Exercise requirements = Reproduce every record below exactly as written, leaving out any pictures.

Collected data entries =
----------------
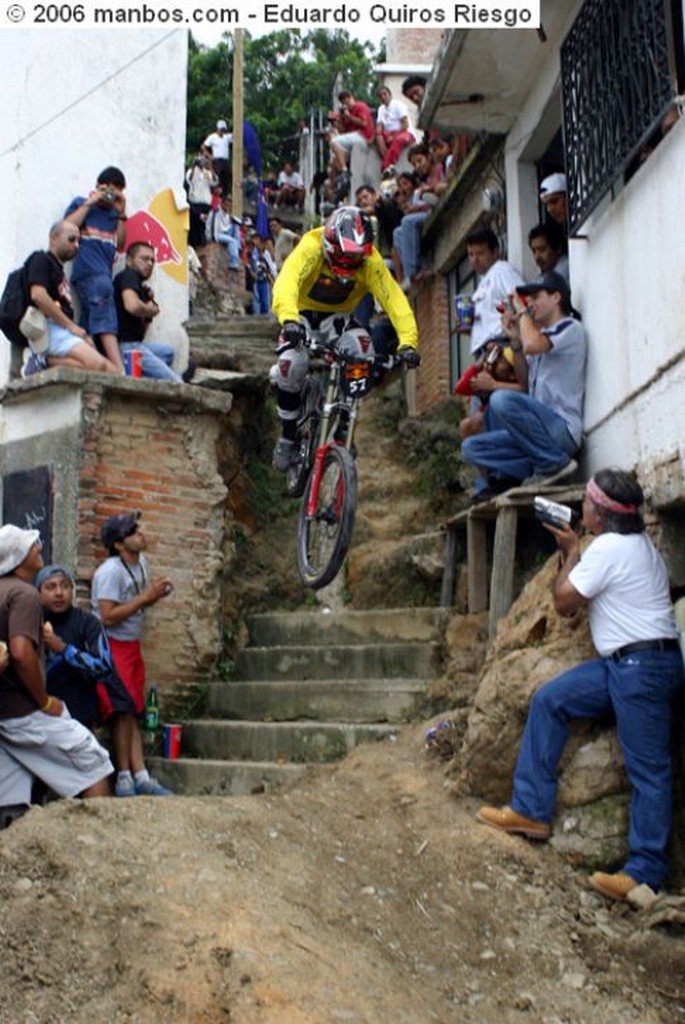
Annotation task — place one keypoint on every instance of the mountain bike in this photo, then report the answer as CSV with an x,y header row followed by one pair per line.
x,y
325,471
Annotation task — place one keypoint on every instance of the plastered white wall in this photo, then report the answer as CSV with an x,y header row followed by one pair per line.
x,y
628,278
74,102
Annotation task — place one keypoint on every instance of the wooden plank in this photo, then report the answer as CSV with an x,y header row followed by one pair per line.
x,y
476,555
504,556
450,570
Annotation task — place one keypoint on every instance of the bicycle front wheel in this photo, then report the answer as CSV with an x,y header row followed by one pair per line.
x,y
323,539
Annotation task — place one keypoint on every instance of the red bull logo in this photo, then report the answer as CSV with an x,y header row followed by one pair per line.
x,y
143,226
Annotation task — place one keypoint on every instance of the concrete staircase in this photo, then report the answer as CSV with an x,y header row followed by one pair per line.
x,y
309,687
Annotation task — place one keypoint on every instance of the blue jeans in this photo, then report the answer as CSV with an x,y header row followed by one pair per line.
x,y
639,689
525,437
157,358
407,240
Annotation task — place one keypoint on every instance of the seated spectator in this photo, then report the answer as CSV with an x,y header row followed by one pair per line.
x,y
201,180
392,128
136,308
440,148
495,372
224,228
414,87
536,435
291,187
251,186
548,245
407,238
553,198
38,737
623,581
270,185
101,218
355,127
284,241
497,279
77,651
384,211
68,344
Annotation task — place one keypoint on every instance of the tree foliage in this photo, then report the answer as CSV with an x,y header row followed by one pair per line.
x,y
287,76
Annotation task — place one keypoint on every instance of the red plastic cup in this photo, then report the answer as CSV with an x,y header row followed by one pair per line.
x,y
171,740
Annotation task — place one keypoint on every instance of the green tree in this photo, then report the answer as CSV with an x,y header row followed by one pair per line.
x,y
287,76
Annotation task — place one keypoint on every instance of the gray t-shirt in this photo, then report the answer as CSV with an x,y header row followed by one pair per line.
x,y
121,582
557,377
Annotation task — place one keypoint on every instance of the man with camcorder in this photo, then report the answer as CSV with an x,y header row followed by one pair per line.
x,y
623,581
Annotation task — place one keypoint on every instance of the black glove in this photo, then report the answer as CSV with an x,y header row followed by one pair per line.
x,y
292,335
410,356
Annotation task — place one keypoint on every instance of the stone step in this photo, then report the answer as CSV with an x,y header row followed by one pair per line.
x,y
336,662
347,700
277,741
223,778
302,628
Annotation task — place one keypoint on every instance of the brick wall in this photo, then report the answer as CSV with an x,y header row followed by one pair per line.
x,y
431,308
142,450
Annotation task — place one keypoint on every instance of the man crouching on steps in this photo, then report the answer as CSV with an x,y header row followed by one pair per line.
x,y
623,580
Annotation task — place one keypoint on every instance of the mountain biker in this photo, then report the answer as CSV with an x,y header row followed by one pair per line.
x,y
329,271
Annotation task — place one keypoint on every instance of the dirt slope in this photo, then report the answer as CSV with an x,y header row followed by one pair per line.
x,y
366,894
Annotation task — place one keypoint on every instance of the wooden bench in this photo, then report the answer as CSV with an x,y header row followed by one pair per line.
x,y
504,510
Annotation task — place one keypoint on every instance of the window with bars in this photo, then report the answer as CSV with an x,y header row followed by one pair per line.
x,y
618,76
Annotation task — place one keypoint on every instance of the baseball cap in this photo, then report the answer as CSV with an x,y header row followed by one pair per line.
x,y
551,282
14,546
119,526
553,183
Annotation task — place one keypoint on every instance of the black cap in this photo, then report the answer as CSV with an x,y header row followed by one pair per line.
x,y
119,526
551,282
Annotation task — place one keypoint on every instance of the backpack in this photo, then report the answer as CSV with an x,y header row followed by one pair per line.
x,y
13,303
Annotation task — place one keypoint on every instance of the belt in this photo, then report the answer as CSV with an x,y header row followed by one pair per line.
x,y
633,648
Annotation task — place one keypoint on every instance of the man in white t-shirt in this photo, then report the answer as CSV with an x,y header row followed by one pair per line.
x,y
498,280
123,589
623,581
218,146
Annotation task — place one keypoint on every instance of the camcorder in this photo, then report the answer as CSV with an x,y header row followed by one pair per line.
x,y
554,513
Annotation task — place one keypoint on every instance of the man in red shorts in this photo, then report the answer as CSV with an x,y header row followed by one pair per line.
x,y
122,589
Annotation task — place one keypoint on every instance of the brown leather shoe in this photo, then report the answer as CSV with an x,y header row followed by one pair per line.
x,y
614,886
506,819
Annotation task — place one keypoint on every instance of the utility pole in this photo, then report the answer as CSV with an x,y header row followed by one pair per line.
x,y
237,177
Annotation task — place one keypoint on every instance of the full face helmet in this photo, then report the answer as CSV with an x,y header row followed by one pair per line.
x,y
348,240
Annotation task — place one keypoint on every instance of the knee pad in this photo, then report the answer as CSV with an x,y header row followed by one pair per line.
x,y
289,373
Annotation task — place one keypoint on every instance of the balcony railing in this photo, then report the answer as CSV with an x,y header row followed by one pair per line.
x,y
617,77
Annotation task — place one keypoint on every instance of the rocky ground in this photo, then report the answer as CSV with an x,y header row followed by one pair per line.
x,y
367,893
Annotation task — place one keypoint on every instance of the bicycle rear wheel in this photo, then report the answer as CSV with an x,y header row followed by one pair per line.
x,y
296,477
323,539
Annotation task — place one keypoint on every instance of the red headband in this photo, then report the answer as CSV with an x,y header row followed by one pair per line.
x,y
596,495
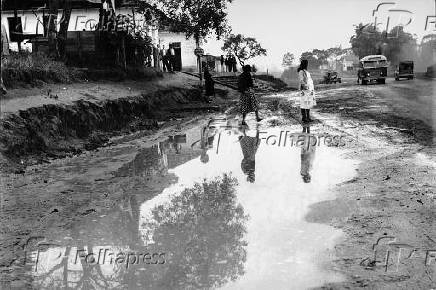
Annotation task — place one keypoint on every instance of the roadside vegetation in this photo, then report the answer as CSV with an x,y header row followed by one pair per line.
x,y
36,69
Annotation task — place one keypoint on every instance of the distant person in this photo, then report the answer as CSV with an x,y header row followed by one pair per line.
x,y
249,146
209,85
248,102
4,53
164,59
172,58
222,61
169,61
227,63
307,100
307,156
234,64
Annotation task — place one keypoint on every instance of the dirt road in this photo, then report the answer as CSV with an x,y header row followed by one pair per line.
x,y
211,204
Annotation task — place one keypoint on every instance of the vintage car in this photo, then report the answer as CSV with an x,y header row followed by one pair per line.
x,y
331,77
404,70
373,68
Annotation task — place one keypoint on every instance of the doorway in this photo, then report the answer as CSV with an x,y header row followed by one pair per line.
x,y
177,46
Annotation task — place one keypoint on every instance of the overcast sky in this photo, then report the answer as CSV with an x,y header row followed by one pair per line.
x,y
301,25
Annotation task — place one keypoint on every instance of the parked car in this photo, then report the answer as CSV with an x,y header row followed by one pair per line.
x,y
404,70
372,68
331,77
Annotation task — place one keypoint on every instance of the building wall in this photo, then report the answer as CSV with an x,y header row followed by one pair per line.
x,y
189,60
81,19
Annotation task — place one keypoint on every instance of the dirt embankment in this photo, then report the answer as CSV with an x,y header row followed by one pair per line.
x,y
57,130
----------------
Written answer =
Annotation task — place one keypoint on every instance of the mountain bike in this photo, then report the answer as CSV with an x,y header row followed by one pair per line.
x,y
325,471
Annotation task — place one keypoint on every instance of the plastered white wall in this photo, then report the answer as CSV with an x,y header row followed by one pair per line.
x,y
628,278
74,102
Annotation task — place one keypoint on every instance of the wooden plank in this photo, then report the answer as CSV with an x,y header row followed by one pair per line.
x,y
476,555
504,556
450,570
Annotation task — place one keypoint on every instance of the bicycle front wheel in this photo, then report the answer as CSV with an x,y header row followed by one pair per line.
x,y
323,539
Annotation task — place one keypoint on every instance of the red bull logo in this photo, then report the answer as CSV with an x,y header row followed by one pair per line.
x,y
143,226
Annotation task — place one keypoint on every instance of the concrete staircase in this photo, then report the answer as CSV with an x,y header row followed by one pair per line.
x,y
309,687
Annotation task — place one keypoint on every instance of the blue jeans in this photo, then report the answer as CSV with an x,y header row followed by one pair per line.
x,y
639,689
525,437
157,358
407,240
Annotation task — place one keypoint on every instance of the seated spectator in this photo, then report the answer as CSV with an x,y header row followed by one pair per line.
x,y
201,180
392,128
136,308
440,148
495,372
224,228
414,87
536,435
291,187
251,186
548,245
407,238
553,198
38,737
623,581
270,185
101,218
355,127
284,241
497,279
77,651
384,211
68,344
Annotation task — place one keypoint on every instance of the tree foliage in this photo, then report the answer as CSV with an x,y header row followed by one pair per line.
x,y
287,76
Annotation task — place one keypoint on every instance of the red plastic cup in this photo, then report the answer as CSV with an x,y header row followed by one pair per line.
x,y
171,740
Annotation task — place one keypoint on every instance of the green tree in this photo, then report the answer as CSV with an x,y header row followed by one pair per line.
x,y
287,76
Annotation task — place one keypoint on every instance of the gray t-shirt in this photo, then report the answer as CSV with an x,y header row followed by one pair per line.
x,y
121,582
557,377
Annotation task — place one keypoint on every instance of the man with camcorder in this photo, then report the answer as CSV with an x,y header row followed by one pair per line.
x,y
623,581
Annotation task — place one keypoint on every instance of the black glove in this photo, then report the answer as CSV with an x,y header row followed by one pair per line.
x,y
292,335
410,356
Annotation task — place one keypoint on every instance of the stone step in this photo, then report the answer as CSV with an x,y header row followed by one pair per line.
x,y
336,662
347,700
277,741
223,778
302,628
Annotation task — place one keypoint on every instance of the brick wall in this photo, then report the answer as CSV with an x,y header row followed by one pair per line.
x,y
431,308
142,450
Annotation task — place one keypoint on every instance of the man crouching on steps in this photo, then report the answer as CSV with an x,y header row followed by one pair per line.
x,y
623,580
Annotation task — place one keypoint on every instance of the mountain biker in this photo, then report the answer as CSV with an x,y header row followed by one pair per line.
x,y
329,271
Annotation task — place one keypoint on every instance of the dirt slope in this photo, then report the answer as CSV with an x,y header row followed by one pair per line.
x,y
366,894
Annotation task — place one keypoint on every instance of the wooden bench in this photo, then report the answer as CSV with an x,y header row followed by one pair per line.
x,y
504,510
Annotation task — place one keypoint on every instance of the window with bars in this photo, then report the answer as CSV with an x,y header row followed by one pair per line.
x,y
618,76
Annotation task — place one keypoint on every instance of the baseball cap in this photo, then report the answer as CSV with an x,y header row followed by one pair per line.
x,y
551,282
14,546
119,526
553,183
Annotation task — place one keypoint on every instance of the black cap in this photo, then report the answer as CSV with an x,y header row followed by one pair per line.
x,y
119,526
551,282
Annotation task — place one keypoint on every instance of the backpack in this photo, then report the answer as CSV with an x,y header row followed by one pair per line.
x,y
13,303
Annotation task — place one keypoint on every instance of the belt in this photo, then report the answer as CSV with an x,y header row followed by one pair per line.
x,y
633,648
Annotation task — place one keypoint on every instance of the man in white t-shirt in this photo, then report the answer as CSV with an x,y header row followed by one pair per line.
x,y
498,280
123,589
623,581
218,146
Annotation task — place one keypoint on every instance of the camcorder in this photo, then report the answer as CSV with an x,y header row followed by one pair per line.
x,y
554,513
Annotation task — place one keypoint on every instance of the man in red shorts in this photo, then report the answer as CSV with an x,y header row followed by one pair per line.
x,y
122,589
Annotation task — place one keypoint on every instance of the brown leather shoe in this photo, then report the answer as CSV with an x,y header row followed by one pair per line.
x,y
614,886
506,819
Annotation task — place one keypoint on every instance of the utility pole in this photo, then report the answer as CSV with an x,y header row followed by one pair per line.
x,y
237,177
Annotation task — place one keypoint on every instance of the full face helmet in this photo, then report the answer as CSV with an x,y header row followed by one pair per line.
x,y
348,240
Annotation task — place one keypoint on every instance of the knee pad in this photo, then report the answer as CSV with an x,y header row followed by one pair per line.
x,y
289,373
Annotation task — place one keypoint on every instance of the balcony railing in this photo, then report the answer as CSV with an x,y header row followed by one pair per line.
x,y
617,77
Annotation task — place one keypoint on every instance of the rocky ground in this photo, then report the answer as CSV with an x,y header row followed by one pair per line.
x,y
367,893
Annotation task — place one keypoint on every instance of the bicycle rear wheel in this photo, then report the answer as CSV with an x,y header row followed by one pair per line.
x,y
296,477
323,539
Annotation task — place one keypoint on every instance of the red headband in this photo, then report the answer as CSV with an x,y header row followed by one pair per line.
x,y
596,495
Annotation task — place one keypoint on every instance of the roadside vegetation in this photo, then report the answer as CSV with an x,y header row followed by one pair per line.
x,y
36,69
Annotation task — place one keypoint on every instance of the distant person in this photo, then report the answer as CSV with an x,y header row followed by one pair per line.
x,y
249,146
209,85
248,102
4,53
164,59
172,58
222,61
169,61
227,63
307,100
307,156
234,64
Annotation task — place one keypoint on every instance of the dirt road in this photo, then report the answer as CSV with an x,y header row followed by one pair per line.
x,y
211,204
Annotation task — place one keypoint on every instance of the vintage car in this photo, then report the answer as CSV with an x,y header row followed by one pair per line.
x,y
331,77
404,70
373,68
Annotation task — place one keypoint on every instance of the doorway in this photo, then report the answer as CSV with an x,y header row followed by one pair per line.
x,y
177,46
Annotation task — place one keypoint on every instance of the overcast sky in this photo, then report the answer as CSV with an x,y header row followed by one pair per line.
x,y
301,25
Annotation task — place one keypoint on every instance of the parked car in this photo, then report the answer as CSV with an x,y header row followed by one pair per line.
x,y
404,70
372,68
331,77
Annotation task — place one keypoint on every instance of the building wall in this photo, then report the answer as CSV with an x,y header row followed by one pair per line.
x,y
189,60
81,19
Annotation task — place one keypoint on every instance of the dirt embankment in this photo, then report the answer as CSV with an x,y header row followed by one pair per line.
x,y
57,130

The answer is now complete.